▸ **WHAT TO WORK ON**
Output each line exactly as it appears, skipping any embedded picture.

## Start DATASET

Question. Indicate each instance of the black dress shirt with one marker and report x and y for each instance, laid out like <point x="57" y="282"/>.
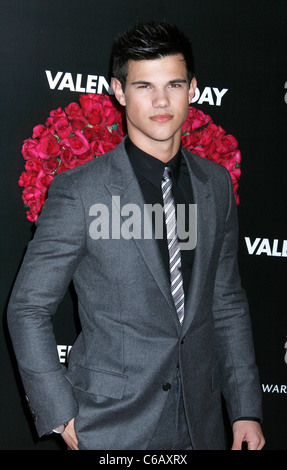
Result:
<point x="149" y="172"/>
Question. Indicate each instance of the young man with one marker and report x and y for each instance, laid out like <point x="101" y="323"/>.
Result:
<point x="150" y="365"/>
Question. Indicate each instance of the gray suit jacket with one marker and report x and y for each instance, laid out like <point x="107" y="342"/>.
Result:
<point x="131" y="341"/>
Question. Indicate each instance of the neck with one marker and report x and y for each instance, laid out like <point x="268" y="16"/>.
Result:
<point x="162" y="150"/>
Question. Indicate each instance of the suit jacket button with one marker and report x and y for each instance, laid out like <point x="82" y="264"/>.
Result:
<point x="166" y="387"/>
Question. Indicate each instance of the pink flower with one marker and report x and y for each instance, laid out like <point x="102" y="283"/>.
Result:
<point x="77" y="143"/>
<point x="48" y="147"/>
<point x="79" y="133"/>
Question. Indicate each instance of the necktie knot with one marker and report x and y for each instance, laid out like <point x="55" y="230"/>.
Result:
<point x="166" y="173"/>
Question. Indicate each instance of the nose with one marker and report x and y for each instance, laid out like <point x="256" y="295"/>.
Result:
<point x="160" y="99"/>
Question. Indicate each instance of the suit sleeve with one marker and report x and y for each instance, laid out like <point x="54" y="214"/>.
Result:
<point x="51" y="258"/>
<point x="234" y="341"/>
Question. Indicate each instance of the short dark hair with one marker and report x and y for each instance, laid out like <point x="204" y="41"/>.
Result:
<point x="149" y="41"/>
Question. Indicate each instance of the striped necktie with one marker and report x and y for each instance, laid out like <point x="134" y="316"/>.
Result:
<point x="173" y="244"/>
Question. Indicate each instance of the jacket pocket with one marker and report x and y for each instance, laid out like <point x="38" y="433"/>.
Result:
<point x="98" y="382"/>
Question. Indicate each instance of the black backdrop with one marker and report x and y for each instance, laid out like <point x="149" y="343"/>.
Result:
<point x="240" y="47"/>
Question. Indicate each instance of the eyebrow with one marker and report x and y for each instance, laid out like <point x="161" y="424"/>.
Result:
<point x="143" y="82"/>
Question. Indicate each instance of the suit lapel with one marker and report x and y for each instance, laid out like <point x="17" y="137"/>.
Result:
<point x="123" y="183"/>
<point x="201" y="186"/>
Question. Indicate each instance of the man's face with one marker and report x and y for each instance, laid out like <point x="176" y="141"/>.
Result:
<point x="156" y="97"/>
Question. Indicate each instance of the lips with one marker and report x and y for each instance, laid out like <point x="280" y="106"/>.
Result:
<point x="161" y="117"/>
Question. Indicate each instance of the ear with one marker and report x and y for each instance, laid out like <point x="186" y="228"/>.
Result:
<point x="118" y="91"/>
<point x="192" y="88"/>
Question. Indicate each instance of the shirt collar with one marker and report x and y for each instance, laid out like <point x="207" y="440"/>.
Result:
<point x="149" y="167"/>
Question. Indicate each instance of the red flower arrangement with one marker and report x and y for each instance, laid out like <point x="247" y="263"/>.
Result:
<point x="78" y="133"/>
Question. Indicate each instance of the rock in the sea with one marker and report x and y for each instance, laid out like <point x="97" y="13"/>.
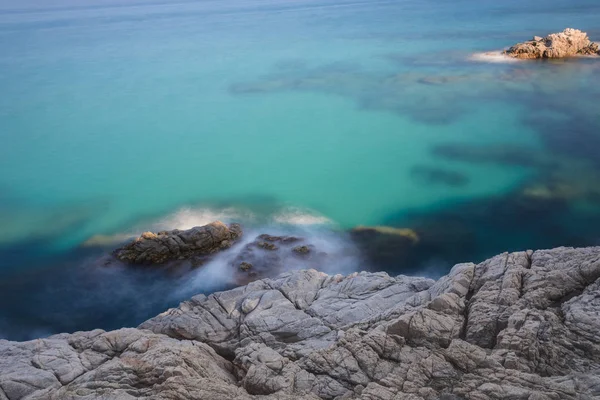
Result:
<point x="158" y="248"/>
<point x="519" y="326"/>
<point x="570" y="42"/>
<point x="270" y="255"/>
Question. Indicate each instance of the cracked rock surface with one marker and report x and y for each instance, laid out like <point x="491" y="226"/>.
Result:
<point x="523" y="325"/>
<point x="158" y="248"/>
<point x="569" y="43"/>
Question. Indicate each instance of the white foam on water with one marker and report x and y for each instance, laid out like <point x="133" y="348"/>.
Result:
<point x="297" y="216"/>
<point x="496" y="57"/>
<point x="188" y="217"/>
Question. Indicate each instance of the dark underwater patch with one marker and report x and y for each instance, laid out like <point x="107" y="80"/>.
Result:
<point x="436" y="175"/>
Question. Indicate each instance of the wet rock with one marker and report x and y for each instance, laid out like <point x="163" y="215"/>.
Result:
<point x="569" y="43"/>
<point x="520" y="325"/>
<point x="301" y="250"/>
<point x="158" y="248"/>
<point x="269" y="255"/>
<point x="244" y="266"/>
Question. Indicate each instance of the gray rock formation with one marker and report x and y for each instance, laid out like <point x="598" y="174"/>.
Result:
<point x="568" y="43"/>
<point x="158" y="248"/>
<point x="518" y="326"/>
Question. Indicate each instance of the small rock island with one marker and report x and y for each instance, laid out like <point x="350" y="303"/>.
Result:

## End DATASET

▸ **RESPONSE TO THIS TASK**
Question. Indicate each instance of the black dress shirt with one marker and report x and y for each instance, laid out like <point x="57" y="282"/>.
Result:
<point x="149" y="172"/>
Question. Indicate each instance of the young man with one marker and report x and y for each instance, laid out like <point x="101" y="323"/>.
Result:
<point x="150" y="365"/>
Question. Indicate each instance of the gray suit jacket with one marker and report x and y for each instance, laid out like <point x="107" y="342"/>.
Result:
<point x="131" y="341"/>
Question. Indicate each instance of the neck with one marker and report x and y for each instance, laid out like <point x="268" y="16"/>.
Result:
<point x="162" y="150"/>
Question. Indicate each instance of the suit jacket button with one marker and report x and y for each instance, laid out like <point x="82" y="264"/>.
Result:
<point x="166" y="387"/>
Question. Indicate each instance of the pink flower with one marker and report x and y for each instance, laid out like <point x="102" y="283"/>.
Result:
<point x="77" y="143"/>
<point x="48" y="147"/>
<point x="79" y="133"/>
Question. Indicate each instance of the necktie knot with one marker and report x and y for each instance, laid out like <point x="55" y="230"/>.
Result:
<point x="166" y="173"/>
Question. Indicate each instance of the nose with one marker and report x and y for each instance, laid out like <point x="256" y="295"/>.
Result:
<point x="160" y="99"/>
Question. Indicate each instance of the suit sleeve with one marker and report x and y for each instance, laid out like <point x="54" y="214"/>.
Result:
<point x="51" y="258"/>
<point x="234" y="341"/>
Question. Indicate each instance of the short dark hair with one marker and report x and y for each instance, laid out like <point x="204" y="41"/>.
Result:
<point x="149" y="41"/>
Question. Indicate each instance of the striped necktie with one marker and report x and y for each instance, laid out like <point x="134" y="316"/>.
Result:
<point x="173" y="244"/>
Question. Indicate each instance of the jacket pocket with one marker and report x and y for each instance, laid out like <point x="38" y="433"/>.
Result:
<point x="98" y="382"/>
Question. Indicate each instance of the black backdrop with one marker and report x and y for each instance, laid out like <point x="149" y="343"/>.
Result:
<point x="240" y="47"/>
Question. Indicate each instance of the eyebrow with one marker and report x and y for each instance, laid out like <point x="161" y="424"/>.
Result:
<point x="143" y="82"/>
Question. Indicate each instance of the suit lapel with one marker and report x and y for each instance, laid out like <point x="17" y="137"/>.
Result:
<point x="123" y="183"/>
<point x="201" y="186"/>
Question. Indicate each instance of the man's face with one marker and report x and y for each instance, laid out like <point x="176" y="141"/>.
Result:
<point x="156" y="97"/>
Question. Indicate each instance of the lips with one marker and report x and y for each instance, laid out like <point x="280" y="106"/>.
Result:
<point x="161" y="117"/>
Question. Indicate each instance of the ear with one marker and report x and y for each instance, laid out like <point x="186" y="228"/>.
Result:
<point x="118" y="91"/>
<point x="192" y="88"/>
Question. Indicate each instance of the shirt collar with one marker and report x and y for each instance, laid out like <point x="207" y="440"/>.
Result:
<point x="149" y="167"/>
Question. Indicate each instance of the red flower arrangement with one marker and report x and y for each instance, laid out like <point x="247" y="263"/>.
Result:
<point x="78" y="133"/>
Question. Indicate each instance of the rock in the sea with one marker and report x and y for each instance, laid out like <point x="97" y="13"/>.
Result:
<point x="158" y="248"/>
<point x="519" y="326"/>
<point x="570" y="42"/>
<point x="270" y="255"/>
Question. Indicate each instance of the cracked rock surface with one marker and report x and y for each instance, laid out like <point x="491" y="226"/>.
Result:
<point x="523" y="325"/>
<point x="158" y="248"/>
<point x="569" y="43"/>
Question. Indicate each instance of the white foam on water with one marker and report x and y for each instance, laid out like <point x="133" y="348"/>.
Result:
<point x="297" y="216"/>
<point x="496" y="57"/>
<point x="188" y="217"/>
Question. Indicate each instance of the dark underwater patch with one marker and report x and y for each instance, laid out like <point x="107" y="80"/>.
Result:
<point x="436" y="175"/>
Question. Indicate each instance of the wet rock with one marker and report x and y for each instance, laid out like <point x="163" y="215"/>.
Result:
<point x="569" y="43"/>
<point x="520" y="325"/>
<point x="301" y="250"/>
<point x="158" y="248"/>
<point x="269" y="255"/>
<point x="244" y="266"/>
Question. Indicate each instance of the gray rock formation with one marker and report x and y for each instance, laid out like <point x="598" y="174"/>.
Result:
<point x="568" y="43"/>
<point x="158" y="248"/>
<point x="518" y="326"/>
Question. Indicate each instance of the small rock island with one marker and report x and y for each instance, laid out like <point x="350" y="303"/>.
Result:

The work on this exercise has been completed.